(Lesetext):
__________________________________________________

# Seealpen im April



## steelfox (22. Januar 2006)

Suche Mitfahrer für eine Seealpentor (ca. 6-7 Tage)  . Eine ungefähre Route habe ich mir bereits zusammengebastelt. Jetzt fehlen noch 1-3 Mitfahrer.

Ich (ü30) bin aus Kassel, habe ein Stahlhardtail und fahre meistens im Revier Kaufunger Wald/Meißner/Hainich, Gobert und Ringgau. Gelegentlich auch mal im Habichtswald


----------



## mauntenbeiker (25. Januar 2006)

hallöle...

leider ist es hier im "nord-u.osthessen-forum" etwas ruhig - deswegen antworte ich einfach mal 

ich denke, dass du auf diese weise mitfahrer findest eher unwahrscheinlich - wer geht schon mit `nem fremden onkel mit 

viel interessanter wäre es doch ersteinmal ein paar kontakte zu knüpfen und sich für hiesige bike-touren zu treffen. schließlich sollte die chemie und das leistungsniveau einigermaßen passen.

bei den freunden in thüringen klappt das übrigens sehr gut (...und da ist auch im forum mehr los...)

ich bin in der gleichen region unterwegs wie du - wobei mein "hausberg" die gobert ist. vieleicht gelingt es ja ein paar jungs und mädels aus der region zusammen zu trommeln und jeder darf dann mal seinen lieblingstrail zeigen...

(...für solch einen aufruf würde ich dann noch mal einen neuen fred erstellen.)

...und vieleicht findest du dann auch ein paar mitfahrer für die seealpen


----------



## MTB-News.de




----------



## steelfox (25. Januar 2006)

mauntenbeiker schrieb:
			
		

> viel interessanter wäre es doch ersteinmal ein paar kontakte zu knüpfen und sich für hiesige bike-touren zu treffen. schließlich sollte die chemie und das leistungsniveau einigermaßen passen.

__________________________________________________

(Deine Aufgabe):
Welchen Berg bezeichnet mauntenbeiker in der Forumsdiskussion zu den Seealpen als seinen „Hausberg“? Die Daten stehen in keinem Zusammenhang mit der Forumsdiskussion.

(Gesammeltes Material):

__________________________________________________

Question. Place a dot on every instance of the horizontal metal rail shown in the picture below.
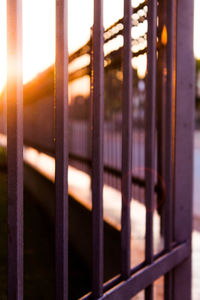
(146, 275)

__________________________________________________

(Lösung):
Die Gobert.